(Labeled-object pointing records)
------------------------------------------------------------
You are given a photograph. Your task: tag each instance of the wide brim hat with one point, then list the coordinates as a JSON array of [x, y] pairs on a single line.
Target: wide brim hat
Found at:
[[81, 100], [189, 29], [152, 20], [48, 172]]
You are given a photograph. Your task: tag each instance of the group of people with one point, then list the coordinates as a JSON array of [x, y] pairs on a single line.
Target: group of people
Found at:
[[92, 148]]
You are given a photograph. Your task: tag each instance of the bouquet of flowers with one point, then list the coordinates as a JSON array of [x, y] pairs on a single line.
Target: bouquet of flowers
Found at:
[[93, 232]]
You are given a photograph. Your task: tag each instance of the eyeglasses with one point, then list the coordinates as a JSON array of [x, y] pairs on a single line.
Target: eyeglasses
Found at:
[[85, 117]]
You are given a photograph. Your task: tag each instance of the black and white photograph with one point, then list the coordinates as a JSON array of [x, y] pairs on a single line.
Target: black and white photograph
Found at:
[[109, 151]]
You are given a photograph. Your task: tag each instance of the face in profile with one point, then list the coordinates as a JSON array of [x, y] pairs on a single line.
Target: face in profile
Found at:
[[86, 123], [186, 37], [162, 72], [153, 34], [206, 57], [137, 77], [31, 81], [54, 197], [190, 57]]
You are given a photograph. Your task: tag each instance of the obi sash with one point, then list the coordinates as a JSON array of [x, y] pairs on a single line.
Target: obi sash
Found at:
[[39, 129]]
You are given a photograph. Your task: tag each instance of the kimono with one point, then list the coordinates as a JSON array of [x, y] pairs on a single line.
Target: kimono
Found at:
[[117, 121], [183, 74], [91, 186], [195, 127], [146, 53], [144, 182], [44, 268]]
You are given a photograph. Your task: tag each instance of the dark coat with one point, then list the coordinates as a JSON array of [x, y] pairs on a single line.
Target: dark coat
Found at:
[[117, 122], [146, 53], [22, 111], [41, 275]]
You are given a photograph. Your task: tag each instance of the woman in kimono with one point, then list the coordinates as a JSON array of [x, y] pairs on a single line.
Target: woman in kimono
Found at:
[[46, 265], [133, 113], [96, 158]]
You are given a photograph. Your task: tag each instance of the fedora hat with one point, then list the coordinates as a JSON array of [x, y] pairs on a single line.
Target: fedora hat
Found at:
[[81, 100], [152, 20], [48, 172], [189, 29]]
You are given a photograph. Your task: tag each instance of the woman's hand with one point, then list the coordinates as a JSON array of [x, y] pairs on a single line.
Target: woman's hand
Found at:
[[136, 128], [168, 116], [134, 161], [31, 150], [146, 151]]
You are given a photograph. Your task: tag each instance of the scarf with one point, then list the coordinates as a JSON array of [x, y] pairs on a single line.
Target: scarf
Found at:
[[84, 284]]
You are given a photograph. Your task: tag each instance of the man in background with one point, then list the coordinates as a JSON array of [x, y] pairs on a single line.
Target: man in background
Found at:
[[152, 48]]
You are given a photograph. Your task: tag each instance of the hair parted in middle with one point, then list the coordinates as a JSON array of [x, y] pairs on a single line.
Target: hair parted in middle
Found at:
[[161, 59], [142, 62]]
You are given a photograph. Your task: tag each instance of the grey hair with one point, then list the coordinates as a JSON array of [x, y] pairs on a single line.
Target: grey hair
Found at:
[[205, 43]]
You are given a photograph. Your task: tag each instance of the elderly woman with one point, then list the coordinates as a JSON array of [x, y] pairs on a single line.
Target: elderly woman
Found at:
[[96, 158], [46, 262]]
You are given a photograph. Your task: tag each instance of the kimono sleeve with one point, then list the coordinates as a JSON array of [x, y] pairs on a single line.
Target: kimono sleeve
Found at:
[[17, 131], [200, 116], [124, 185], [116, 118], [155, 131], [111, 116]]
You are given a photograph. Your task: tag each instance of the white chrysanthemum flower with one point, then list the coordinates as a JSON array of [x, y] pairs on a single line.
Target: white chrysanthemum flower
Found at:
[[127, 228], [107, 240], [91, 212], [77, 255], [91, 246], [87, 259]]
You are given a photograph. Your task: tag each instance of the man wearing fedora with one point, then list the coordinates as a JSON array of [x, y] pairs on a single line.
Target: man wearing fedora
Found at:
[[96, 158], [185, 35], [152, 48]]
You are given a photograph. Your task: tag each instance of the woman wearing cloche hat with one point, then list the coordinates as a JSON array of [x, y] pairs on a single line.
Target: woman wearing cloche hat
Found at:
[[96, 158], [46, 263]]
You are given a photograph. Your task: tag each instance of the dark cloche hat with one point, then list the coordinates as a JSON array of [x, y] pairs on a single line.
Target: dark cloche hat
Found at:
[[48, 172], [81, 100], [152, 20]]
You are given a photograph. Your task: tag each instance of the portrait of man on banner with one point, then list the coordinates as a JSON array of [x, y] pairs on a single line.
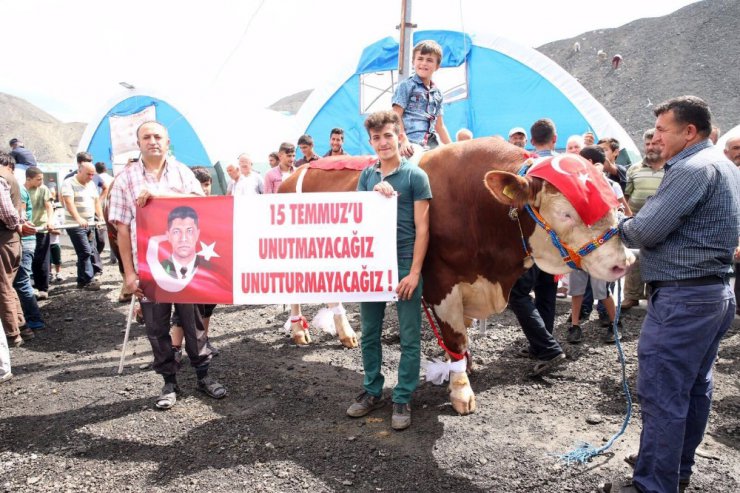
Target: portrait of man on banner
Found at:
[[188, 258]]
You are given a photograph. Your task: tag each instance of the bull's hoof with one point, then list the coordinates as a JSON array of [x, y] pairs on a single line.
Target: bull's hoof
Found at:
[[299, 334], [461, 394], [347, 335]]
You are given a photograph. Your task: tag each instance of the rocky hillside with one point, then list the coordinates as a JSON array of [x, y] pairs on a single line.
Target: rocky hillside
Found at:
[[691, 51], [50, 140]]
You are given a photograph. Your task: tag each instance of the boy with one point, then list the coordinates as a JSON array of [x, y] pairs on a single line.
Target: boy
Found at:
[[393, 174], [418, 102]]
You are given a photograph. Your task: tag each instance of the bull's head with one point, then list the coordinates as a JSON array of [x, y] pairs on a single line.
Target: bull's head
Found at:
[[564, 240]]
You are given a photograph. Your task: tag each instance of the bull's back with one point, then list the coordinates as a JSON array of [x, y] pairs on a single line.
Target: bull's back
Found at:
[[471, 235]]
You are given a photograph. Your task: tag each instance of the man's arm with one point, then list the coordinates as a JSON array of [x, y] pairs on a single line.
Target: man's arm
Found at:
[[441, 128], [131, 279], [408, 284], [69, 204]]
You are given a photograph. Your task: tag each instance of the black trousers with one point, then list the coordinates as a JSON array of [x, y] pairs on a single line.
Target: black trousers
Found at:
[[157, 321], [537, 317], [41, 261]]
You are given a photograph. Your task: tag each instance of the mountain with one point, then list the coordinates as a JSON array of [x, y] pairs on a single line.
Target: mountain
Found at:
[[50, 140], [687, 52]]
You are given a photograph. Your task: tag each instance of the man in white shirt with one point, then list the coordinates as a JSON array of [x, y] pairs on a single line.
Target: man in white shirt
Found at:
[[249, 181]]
------------------------------------------------------------
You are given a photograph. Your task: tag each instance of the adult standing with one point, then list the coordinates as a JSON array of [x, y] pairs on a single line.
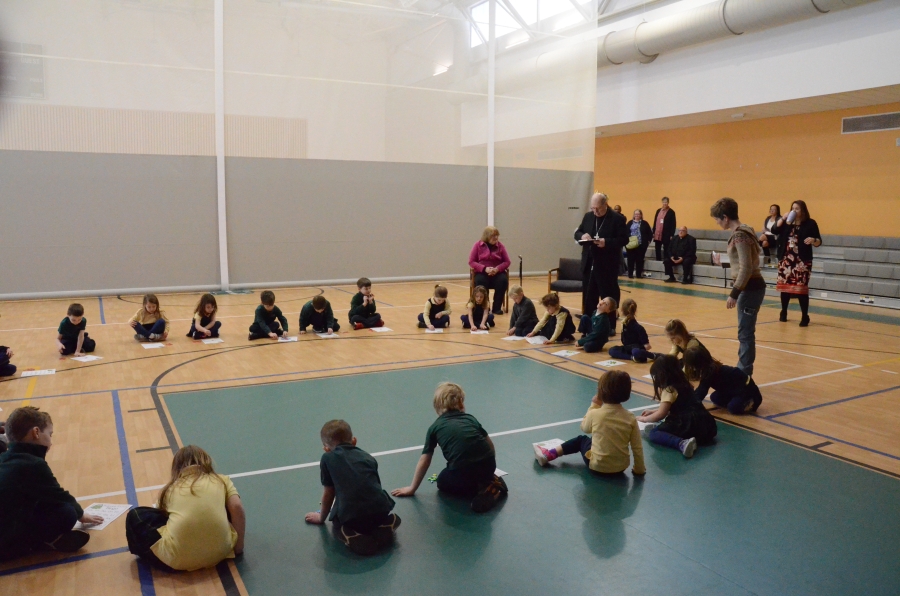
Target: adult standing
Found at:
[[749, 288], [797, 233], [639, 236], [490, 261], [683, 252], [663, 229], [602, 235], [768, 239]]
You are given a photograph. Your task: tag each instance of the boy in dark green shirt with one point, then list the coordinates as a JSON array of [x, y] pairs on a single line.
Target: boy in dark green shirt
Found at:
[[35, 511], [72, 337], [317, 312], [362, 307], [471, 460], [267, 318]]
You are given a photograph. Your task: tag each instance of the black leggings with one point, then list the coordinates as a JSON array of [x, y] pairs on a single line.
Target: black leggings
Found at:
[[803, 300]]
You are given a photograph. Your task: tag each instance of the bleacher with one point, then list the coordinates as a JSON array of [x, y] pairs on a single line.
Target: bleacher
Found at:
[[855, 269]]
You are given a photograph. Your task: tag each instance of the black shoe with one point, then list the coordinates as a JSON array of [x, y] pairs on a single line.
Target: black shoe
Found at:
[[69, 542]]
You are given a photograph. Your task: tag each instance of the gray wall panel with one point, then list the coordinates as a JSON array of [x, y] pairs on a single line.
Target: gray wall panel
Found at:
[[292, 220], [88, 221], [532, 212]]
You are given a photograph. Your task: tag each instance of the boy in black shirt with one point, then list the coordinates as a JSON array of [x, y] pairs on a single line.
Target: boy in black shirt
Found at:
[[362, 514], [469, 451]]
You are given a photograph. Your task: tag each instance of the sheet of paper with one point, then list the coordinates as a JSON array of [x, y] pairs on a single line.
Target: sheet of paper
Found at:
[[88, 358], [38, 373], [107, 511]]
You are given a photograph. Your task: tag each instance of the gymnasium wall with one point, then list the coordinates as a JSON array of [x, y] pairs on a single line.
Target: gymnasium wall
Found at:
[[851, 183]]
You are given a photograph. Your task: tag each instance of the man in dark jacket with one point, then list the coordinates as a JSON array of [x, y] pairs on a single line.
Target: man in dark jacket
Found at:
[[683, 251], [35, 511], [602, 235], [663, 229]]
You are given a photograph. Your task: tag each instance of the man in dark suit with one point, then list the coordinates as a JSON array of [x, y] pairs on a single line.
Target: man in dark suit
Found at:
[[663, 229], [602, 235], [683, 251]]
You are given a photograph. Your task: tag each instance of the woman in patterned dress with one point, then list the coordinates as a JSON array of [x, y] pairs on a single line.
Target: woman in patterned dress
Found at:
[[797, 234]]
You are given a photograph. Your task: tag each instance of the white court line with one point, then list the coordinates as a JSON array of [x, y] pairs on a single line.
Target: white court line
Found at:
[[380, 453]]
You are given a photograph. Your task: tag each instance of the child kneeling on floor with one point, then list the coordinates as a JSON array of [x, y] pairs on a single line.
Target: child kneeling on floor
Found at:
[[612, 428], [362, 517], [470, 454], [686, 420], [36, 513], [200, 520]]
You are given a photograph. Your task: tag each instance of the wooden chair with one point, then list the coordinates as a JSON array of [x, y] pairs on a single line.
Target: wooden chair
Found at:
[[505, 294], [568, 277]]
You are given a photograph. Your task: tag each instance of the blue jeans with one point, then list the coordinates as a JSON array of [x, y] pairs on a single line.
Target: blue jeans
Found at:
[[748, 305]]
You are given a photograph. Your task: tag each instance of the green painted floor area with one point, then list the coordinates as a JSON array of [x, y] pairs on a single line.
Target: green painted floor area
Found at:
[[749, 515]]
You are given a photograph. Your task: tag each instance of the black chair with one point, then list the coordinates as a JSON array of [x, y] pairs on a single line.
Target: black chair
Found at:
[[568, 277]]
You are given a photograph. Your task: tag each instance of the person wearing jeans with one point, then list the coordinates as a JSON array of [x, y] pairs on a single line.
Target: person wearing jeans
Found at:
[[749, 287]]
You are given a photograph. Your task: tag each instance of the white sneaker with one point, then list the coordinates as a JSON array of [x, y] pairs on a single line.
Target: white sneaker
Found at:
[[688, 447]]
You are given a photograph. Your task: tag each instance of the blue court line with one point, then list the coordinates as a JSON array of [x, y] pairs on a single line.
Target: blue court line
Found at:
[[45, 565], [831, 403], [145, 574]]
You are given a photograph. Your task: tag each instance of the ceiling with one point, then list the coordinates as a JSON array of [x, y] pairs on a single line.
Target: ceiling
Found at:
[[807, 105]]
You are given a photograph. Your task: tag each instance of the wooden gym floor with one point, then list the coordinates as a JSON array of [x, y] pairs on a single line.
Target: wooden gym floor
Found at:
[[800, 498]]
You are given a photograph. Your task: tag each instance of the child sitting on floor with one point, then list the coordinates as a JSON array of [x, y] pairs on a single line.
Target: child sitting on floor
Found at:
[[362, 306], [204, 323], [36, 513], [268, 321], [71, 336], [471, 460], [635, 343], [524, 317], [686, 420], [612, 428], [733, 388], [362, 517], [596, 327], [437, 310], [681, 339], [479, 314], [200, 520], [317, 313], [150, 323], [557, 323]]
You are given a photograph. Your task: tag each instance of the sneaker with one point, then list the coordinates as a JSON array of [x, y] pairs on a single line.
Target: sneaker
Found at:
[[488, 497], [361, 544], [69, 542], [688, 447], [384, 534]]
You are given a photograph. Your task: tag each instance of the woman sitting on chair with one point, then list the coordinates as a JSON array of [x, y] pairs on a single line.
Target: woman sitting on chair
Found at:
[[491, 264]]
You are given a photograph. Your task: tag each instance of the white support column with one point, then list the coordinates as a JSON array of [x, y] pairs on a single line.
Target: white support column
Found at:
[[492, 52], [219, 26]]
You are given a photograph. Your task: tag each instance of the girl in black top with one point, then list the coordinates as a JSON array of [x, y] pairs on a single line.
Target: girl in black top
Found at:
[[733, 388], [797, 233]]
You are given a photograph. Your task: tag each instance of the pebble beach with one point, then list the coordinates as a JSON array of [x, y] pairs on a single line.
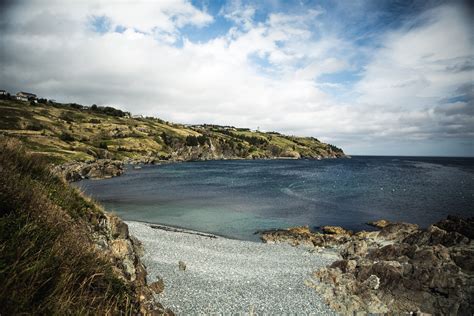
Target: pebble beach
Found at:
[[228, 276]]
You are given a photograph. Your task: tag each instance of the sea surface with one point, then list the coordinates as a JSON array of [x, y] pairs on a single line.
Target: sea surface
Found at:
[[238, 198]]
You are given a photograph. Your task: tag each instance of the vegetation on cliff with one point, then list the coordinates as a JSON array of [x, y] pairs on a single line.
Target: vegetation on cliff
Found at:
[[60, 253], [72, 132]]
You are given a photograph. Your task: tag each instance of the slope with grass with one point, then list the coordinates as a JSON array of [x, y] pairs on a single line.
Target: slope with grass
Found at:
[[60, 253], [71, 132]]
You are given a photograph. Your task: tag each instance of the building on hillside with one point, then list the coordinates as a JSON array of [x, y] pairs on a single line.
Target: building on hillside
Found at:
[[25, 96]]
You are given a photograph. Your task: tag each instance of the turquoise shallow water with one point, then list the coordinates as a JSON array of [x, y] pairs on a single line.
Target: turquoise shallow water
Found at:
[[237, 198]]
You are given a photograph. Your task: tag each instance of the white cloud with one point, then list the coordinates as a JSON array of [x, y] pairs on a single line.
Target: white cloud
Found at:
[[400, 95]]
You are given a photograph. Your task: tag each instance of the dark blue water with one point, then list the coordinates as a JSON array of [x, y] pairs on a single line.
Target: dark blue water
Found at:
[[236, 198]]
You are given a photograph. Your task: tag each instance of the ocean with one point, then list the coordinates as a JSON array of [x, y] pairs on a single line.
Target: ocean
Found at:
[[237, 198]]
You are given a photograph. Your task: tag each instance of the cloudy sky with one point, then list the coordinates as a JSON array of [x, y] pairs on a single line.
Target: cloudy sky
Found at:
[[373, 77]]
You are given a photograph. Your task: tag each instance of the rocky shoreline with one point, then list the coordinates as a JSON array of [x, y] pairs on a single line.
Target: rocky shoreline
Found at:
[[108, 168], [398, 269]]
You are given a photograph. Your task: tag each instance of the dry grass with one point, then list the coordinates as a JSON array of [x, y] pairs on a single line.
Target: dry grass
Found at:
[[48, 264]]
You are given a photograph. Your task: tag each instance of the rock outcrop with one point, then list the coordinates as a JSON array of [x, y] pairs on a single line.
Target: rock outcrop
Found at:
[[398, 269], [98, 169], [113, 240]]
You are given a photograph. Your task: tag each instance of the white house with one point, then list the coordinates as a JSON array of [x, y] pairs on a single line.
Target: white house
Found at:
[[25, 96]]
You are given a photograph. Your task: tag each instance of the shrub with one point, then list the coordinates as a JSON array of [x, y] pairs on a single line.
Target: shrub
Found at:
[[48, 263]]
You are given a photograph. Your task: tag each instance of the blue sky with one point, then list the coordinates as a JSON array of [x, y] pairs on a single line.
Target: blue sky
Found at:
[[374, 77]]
------------------------------------------------------------
Gather every line of the records that contains the word "house" and copy each one. Treat case as significant, so only lines whose letters match in case count.

EXPECTED OUTPUT.
You are given a photograph. Your task: tag each instance of the white house with one point, then list the coordinates as a JSON array of [x, y] pairs on a single line.
Target: white house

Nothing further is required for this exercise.